## What you are asked to do
Each entry should be given again exactly, with any image left out.

________

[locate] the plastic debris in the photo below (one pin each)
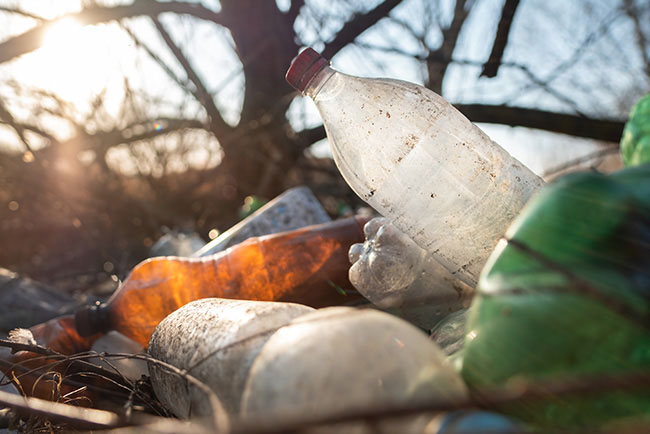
(293, 209)
(394, 273)
(340, 359)
(419, 162)
(216, 341)
(566, 295)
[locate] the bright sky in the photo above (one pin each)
(83, 62)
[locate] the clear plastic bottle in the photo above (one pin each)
(340, 359)
(418, 161)
(394, 273)
(215, 340)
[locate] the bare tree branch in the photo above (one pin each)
(182, 83)
(435, 68)
(33, 38)
(599, 129)
(357, 25)
(217, 124)
(633, 13)
(491, 67)
(294, 10)
(8, 119)
(610, 150)
(21, 12)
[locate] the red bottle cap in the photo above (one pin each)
(305, 67)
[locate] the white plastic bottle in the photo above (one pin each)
(418, 161)
(394, 273)
(341, 360)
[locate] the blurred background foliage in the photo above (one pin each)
(121, 118)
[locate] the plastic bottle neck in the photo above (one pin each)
(316, 84)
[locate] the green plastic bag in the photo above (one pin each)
(635, 143)
(534, 318)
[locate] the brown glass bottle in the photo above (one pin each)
(307, 266)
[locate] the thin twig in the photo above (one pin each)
(583, 287)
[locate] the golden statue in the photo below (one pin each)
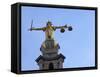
(49, 30)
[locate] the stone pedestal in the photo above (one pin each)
(50, 59)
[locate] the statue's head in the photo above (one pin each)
(49, 23)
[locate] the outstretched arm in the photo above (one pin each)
(59, 27)
(32, 28)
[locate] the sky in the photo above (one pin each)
(78, 45)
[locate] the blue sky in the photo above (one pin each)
(78, 46)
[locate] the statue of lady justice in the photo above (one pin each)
(49, 30)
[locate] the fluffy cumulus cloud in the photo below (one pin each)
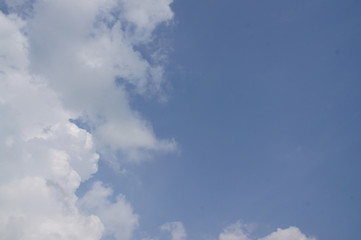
(64, 62)
(239, 231)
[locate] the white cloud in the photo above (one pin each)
(291, 233)
(58, 61)
(117, 216)
(235, 231)
(176, 229)
(239, 231)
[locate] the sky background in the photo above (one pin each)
(263, 103)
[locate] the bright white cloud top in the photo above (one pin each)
(59, 61)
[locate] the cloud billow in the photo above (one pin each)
(59, 61)
(59, 65)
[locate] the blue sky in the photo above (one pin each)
(260, 129)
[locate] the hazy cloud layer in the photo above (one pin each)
(59, 60)
(62, 62)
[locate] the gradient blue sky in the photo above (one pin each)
(263, 102)
(265, 106)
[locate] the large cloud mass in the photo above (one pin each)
(63, 62)
(239, 231)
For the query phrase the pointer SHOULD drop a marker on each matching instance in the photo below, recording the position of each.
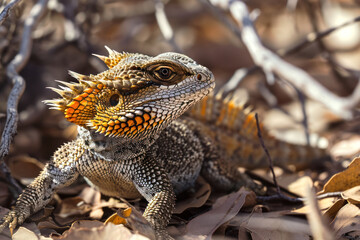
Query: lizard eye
(114, 100)
(164, 73)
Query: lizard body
(131, 141)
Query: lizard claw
(11, 220)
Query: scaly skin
(131, 142)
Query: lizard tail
(232, 125)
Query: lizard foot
(11, 220)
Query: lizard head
(137, 96)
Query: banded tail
(232, 125)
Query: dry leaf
(224, 209)
(115, 219)
(93, 197)
(273, 226)
(25, 168)
(352, 195)
(137, 222)
(344, 180)
(347, 220)
(25, 233)
(89, 231)
(200, 196)
(324, 204)
(73, 206)
(334, 209)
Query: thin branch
(271, 166)
(18, 82)
(239, 75)
(164, 25)
(315, 37)
(5, 12)
(271, 63)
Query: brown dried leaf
(224, 209)
(73, 206)
(352, 195)
(26, 231)
(25, 168)
(137, 222)
(344, 180)
(273, 226)
(200, 196)
(334, 209)
(94, 230)
(347, 220)
(324, 204)
(93, 197)
(115, 219)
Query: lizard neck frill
(115, 148)
(137, 96)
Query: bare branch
(271, 63)
(279, 195)
(17, 81)
(164, 25)
(314, 37)
(5, 12)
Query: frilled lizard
(132, 143)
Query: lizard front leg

________

## Solution to this task
[locate] the plastic debris in the photo below (one pin each)
(293, 209)
(394, 273)
(340, 359)
(419, 162)
(216, 341)
(566, 295)
[locate] the bright sky in the photo above (one pin each)
(83, 62)
[locate] the clear plastic bottle in the photo above (one pin each)
(340, 359)
(418, 161)
(394, 273)
(215, 340)
[locate] the bare tree branch in the photo above (one pin each)
(182, 83)
(435, 68)
(33, 38)
(599, 129)
(357, 25)
(217, 124)
(633, 13)
(491, 67)
(294, 10)
(8, 119)
(610, 150)
(21, 12)
[locate] the red bottle cap in the photo above (one pin each)
(305, 67)
[locate] the white plastic bottle in the photo above (one pin each)
(418, 161)
(394, 273)
(341, 360)
[locate] the blurred background foliage in the photo above (one pin each)
(121, 118)
[locate] the plastic bottle neck in the photo above (one pin each)
(316, 84)
[locate] the green plastic bag in the photo above (one pin each)
(635, 143)
(534, 318)
[locate] the brown glass bottle in the photo above (one pin each)
(307, 266)
[locate] the thin twig in the photo above (one pin each)
(583, 287)
[locate] the golden statue in the photo below (one pin each)
(49, 30)
[locate] the stone pedestal in the photo above (one pin each)
(50, 59)
[locate] the statue's head in the photo above (one pin each)
(49, 23)
[locate] the outstretched arm in the photo above (one pin each)
(59, 27)
(32, 28)
[locate] the sky in the photo above (one pin each)
(78, 45)
[locate] the blue sky in the photo above (one pin each)
(78, 46)
[locate] the statue of lady justice in the photo above (one pin each)
(49, 30)
[locate] the fluffy cumulus cloud in the photo below (one pin each)
(64, 62)
(239, 231)
[locate] the white cloud in the photo above (one pin each)
(291, 233)
(58, 61)
(117, 216)
(235, 231)
(176, 229)
(239, 231)
[locate] the sky background in the photo above (one pin each)
(263, 103)
[locate] the bright white cloud top in the photo above (one pin each)
(59, 61)
[locate] the cloud billow in the photo above (one pin each)
(59, 61)
(59, 65)
[locate] the blue sky in the photo above (one pin each)
(260, 129)
[locate] the hazy cloud layer in the photo above (one pin each)
(59, 60)
(62, 62)
[locate] the gradient blue sky in the photo above (one pin each)
(263, 102)
(265, 106)
[locate] the large cloud mass in the photo above (one pin each)
(63, 62)
(239, 231)
For the query phrase the pointer SHOULD drop a marker on each matching instance in the photo below, recording the position of each.
Query: lizard eye
(114, 100)
(164, 73)
Query: lizard body
(131, 141)
Query: lizard claw
(11, 220)
Query: scaly skin
(131, 142)
Query: lizard tail
(232, 125)
Query: lizard foot
(11, 220)
Query: lizard head
(137, 96)
Query: banded tail
(232, 125)
Query: dry leaf
(224, 209)
(115, 219)
(93, 197)
(273, 226)
(25, 168)
(352, 195)
(137, 222)
(344, 180)
(347, 220)
(25, 233)
(89, 231)
(200, 196)
(324, 204)
(73, 206)
(334, 209)
Query: thin branch
(271, 166)
(18, 82)
(239, 75)
(164, 25)
(315, 37)
(5, 12)
(271, 63)
Query: brown dried leaf
(224, 209)
(73, 206)
(352, 195)
(26, 231)
(25, 168)
(137, 222)
(344, 180)
(273, 226)
(200, 196)
(334, 209)
(94, 230)
(347, 220)
(324, 204)
(93, 197)
(115, 219)
Query: lizard neck frill
(115, 148)
(137, 96)
Query: bare branch
(271, 63)
(279, 195)
(17, 81)
(164, 25)
(314, 37)
(5, 12)
Query: frilled lizard
(132, 143)
Query: lizard front leg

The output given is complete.